[Dataset rows]
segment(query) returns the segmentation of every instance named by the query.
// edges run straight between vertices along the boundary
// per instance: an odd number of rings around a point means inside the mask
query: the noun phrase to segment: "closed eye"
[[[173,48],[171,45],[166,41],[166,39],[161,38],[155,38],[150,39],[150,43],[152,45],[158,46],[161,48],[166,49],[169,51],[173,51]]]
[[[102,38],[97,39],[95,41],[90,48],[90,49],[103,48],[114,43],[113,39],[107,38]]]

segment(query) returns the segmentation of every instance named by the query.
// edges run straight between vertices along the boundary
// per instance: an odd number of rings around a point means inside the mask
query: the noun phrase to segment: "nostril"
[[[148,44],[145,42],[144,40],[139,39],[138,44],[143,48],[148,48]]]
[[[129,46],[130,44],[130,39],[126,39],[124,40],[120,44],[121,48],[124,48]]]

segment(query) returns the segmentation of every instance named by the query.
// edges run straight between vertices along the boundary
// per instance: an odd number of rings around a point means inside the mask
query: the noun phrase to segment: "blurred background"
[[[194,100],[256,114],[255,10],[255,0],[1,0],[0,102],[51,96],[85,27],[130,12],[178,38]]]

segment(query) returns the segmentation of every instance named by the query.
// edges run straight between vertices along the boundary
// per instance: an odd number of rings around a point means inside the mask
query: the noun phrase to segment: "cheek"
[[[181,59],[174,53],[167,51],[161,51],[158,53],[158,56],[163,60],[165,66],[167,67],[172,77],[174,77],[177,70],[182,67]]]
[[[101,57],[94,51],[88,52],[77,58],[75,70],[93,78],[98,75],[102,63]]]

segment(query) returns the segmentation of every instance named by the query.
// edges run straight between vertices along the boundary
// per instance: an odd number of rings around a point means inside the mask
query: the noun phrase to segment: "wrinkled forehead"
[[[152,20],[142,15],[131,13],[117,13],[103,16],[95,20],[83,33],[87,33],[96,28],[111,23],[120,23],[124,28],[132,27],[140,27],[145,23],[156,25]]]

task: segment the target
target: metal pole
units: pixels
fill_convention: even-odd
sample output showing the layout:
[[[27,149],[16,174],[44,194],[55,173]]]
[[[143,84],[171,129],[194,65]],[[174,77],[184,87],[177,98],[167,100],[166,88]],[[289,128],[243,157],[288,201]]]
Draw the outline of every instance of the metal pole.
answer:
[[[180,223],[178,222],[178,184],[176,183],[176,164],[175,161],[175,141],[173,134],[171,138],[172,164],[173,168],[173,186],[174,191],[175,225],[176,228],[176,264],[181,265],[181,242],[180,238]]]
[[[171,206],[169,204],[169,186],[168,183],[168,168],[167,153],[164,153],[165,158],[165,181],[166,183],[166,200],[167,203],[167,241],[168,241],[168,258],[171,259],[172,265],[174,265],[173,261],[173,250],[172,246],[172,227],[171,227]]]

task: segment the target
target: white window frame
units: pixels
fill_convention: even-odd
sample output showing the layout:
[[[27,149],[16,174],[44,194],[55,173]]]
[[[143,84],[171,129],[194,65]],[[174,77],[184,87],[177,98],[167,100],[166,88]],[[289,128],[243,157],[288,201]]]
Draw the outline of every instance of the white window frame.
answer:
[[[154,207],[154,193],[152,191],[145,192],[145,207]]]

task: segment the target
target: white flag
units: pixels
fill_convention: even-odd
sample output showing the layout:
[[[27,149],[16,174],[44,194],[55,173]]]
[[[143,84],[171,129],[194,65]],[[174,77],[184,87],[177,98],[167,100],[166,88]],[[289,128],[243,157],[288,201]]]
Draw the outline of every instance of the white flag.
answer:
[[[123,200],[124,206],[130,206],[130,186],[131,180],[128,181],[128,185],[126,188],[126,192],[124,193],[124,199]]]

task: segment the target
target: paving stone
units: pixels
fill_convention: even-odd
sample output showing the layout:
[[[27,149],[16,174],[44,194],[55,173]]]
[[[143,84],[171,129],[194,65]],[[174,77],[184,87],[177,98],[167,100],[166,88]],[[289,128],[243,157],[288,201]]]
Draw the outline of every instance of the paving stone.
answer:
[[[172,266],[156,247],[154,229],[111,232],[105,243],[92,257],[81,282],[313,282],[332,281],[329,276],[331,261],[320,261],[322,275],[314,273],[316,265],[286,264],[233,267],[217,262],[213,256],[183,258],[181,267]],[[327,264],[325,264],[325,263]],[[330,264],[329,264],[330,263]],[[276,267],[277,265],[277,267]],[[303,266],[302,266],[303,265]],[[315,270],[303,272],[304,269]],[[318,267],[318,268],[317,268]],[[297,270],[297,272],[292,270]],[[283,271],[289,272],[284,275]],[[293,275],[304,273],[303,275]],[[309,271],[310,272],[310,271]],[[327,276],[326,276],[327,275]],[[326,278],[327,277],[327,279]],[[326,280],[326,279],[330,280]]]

### Task instructions
Pick out every line in the listing above that contains the word "frame", and copy each of those lines in full.

### Task response
target: white window frame
Draw the outline of every instance of the white window frame.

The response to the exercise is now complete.